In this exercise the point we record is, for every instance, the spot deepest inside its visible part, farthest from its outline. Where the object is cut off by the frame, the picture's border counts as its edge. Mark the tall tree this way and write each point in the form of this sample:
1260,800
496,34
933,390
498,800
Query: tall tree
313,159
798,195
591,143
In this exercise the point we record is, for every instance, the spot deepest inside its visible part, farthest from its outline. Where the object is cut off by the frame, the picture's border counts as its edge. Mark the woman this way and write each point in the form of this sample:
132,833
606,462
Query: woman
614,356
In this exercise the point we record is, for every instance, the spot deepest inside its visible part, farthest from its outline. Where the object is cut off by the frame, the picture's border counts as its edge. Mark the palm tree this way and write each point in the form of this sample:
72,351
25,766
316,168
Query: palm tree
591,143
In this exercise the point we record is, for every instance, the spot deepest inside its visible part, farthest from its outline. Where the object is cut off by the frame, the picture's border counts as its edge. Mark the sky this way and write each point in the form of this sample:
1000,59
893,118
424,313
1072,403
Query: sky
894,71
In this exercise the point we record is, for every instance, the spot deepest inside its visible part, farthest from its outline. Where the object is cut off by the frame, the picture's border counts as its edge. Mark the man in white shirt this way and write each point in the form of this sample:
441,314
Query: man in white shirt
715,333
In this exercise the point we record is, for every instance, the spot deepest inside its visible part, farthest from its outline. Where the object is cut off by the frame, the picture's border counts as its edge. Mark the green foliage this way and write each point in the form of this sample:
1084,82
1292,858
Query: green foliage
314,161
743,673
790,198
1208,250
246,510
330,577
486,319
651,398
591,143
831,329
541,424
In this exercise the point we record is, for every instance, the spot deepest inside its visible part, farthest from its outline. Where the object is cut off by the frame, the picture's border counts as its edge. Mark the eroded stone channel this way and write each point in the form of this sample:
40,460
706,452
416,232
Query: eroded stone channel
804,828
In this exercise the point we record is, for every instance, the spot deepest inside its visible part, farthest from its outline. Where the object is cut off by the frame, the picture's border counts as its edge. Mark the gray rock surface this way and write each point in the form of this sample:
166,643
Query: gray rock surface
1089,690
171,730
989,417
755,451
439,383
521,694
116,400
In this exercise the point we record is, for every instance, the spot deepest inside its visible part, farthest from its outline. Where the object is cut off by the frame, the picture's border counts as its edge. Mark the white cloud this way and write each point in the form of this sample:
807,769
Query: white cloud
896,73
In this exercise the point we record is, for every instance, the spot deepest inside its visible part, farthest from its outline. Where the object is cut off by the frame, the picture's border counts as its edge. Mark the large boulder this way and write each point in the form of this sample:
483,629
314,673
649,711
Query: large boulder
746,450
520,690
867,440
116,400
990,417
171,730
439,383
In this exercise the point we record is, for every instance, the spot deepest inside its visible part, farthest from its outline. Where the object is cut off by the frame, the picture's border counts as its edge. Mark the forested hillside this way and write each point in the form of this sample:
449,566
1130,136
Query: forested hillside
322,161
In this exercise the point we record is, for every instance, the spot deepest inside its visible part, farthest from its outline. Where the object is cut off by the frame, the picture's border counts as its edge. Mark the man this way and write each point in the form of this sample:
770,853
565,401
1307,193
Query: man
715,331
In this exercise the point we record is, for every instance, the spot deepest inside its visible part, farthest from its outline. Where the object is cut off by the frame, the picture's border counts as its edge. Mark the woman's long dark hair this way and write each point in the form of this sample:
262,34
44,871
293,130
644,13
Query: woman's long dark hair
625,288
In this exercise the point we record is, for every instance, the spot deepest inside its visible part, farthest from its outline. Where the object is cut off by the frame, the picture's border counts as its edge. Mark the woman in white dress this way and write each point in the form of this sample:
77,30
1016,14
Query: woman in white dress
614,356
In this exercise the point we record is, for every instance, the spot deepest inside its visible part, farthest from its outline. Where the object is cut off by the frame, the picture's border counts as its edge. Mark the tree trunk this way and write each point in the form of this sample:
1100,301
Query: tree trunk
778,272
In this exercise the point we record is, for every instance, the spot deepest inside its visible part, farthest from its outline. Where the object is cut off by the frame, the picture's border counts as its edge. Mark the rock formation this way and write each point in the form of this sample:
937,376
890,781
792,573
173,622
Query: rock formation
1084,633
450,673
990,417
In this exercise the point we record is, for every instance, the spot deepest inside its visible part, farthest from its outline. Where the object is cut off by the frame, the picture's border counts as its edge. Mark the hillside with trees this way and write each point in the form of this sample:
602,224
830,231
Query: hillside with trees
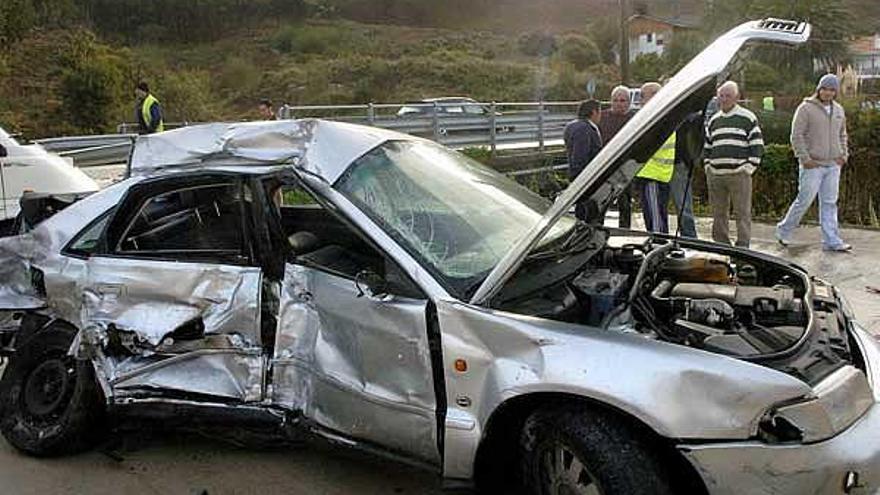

## TASK STATEMENT:
Rewrite the material from the line with "Mark the tree" to the line with "Query: tree trunk", putting "tree stump" wherever "tree trunk" occurs and leaving everything else unchanged.

## RESULT BELOW:
In this exercise the point we record is, for every instance, the spot deepest inside its visible part, farthest from its outline. Where the object is cut off by the frame, the picture's border counts as its edge. Mark the tree stump this way and write each point in the form of this sample:
1100,301
Query: tree stump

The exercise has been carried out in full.